Your instructions: Reproduce verbatim the lines of the data from the one containing "143L74 144L76 135V108L66" through the final line, both included.

Data provided:
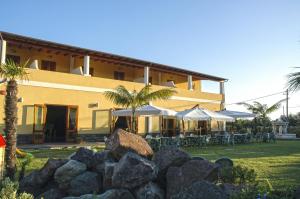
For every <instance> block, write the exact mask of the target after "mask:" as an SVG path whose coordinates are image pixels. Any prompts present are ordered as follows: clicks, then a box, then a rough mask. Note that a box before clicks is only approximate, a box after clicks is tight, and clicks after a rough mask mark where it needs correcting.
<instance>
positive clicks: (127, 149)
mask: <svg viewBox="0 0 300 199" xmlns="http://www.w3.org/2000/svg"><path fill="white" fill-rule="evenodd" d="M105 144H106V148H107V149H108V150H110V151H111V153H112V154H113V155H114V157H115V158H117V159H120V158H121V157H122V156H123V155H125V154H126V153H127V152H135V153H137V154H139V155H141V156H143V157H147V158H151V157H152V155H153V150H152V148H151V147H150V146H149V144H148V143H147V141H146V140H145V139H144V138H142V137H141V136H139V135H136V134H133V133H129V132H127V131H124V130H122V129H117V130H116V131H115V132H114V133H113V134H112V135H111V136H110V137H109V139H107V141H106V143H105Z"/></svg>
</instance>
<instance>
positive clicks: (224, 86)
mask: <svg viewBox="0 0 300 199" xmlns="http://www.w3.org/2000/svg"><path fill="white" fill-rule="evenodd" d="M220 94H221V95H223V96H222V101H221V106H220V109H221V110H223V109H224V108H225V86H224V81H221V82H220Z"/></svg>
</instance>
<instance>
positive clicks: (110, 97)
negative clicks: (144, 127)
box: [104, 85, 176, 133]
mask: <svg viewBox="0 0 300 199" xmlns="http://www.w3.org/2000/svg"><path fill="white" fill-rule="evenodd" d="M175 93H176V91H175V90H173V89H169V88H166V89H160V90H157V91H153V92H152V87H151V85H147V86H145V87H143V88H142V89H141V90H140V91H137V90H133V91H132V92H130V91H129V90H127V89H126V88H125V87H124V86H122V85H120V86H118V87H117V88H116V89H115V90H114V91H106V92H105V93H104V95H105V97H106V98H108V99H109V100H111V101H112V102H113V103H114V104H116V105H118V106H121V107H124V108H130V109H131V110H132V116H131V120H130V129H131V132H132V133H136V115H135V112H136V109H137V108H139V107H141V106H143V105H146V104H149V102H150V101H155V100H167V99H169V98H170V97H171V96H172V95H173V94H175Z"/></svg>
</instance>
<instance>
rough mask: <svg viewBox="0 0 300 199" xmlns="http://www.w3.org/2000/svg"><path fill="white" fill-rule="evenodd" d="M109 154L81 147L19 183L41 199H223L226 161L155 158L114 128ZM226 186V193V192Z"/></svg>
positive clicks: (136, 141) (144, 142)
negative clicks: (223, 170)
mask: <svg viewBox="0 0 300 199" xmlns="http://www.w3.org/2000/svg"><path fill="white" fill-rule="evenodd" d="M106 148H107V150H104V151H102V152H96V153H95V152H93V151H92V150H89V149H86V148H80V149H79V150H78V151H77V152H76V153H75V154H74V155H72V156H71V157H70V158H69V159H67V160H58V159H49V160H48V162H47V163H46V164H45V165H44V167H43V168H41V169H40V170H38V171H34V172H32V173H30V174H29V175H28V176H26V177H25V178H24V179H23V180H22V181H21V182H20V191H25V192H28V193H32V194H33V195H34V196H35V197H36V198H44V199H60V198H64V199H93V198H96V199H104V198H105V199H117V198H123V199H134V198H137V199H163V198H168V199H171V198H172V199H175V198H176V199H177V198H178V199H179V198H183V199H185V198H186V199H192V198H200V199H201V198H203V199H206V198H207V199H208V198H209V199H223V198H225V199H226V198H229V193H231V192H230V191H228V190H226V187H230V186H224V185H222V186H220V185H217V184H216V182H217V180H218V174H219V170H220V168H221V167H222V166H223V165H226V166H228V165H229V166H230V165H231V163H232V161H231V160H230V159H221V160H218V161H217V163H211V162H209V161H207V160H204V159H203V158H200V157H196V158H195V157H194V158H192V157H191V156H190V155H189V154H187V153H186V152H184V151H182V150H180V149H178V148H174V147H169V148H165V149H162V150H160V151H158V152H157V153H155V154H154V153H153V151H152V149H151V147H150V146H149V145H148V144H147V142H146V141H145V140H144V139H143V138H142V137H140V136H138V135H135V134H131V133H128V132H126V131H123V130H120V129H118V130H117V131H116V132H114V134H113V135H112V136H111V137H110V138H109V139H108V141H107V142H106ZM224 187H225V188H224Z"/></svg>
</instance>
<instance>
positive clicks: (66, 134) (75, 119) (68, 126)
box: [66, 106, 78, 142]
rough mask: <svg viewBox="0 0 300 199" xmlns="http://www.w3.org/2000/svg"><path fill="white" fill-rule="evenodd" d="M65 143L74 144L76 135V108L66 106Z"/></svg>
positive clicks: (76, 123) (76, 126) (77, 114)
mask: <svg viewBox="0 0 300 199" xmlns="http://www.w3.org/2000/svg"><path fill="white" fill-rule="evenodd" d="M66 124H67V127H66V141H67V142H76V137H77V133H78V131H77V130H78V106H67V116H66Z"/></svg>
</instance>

Reply:
rough mask: <svg viewBox="0 0 300 199" xmlns="http://www.w3.org/2000/svg"><path fill="white" fill-rule="evenodd" d="M65 143L74 144L76 135V108L66 106Z"/></svg>
positive clicks: (76, 123) (76, 126) (77, 114)
mask: <svg viewBox="0 0 300 199" xmlns="http://www.w3.org/2000/svg"><path fill="white" fill-rule="evenodd" d="M66 124H67V127H66V141H67V142H76V137H77V133H78V131H77V130H78V106H67V116H66Z"/></svg>
</instance>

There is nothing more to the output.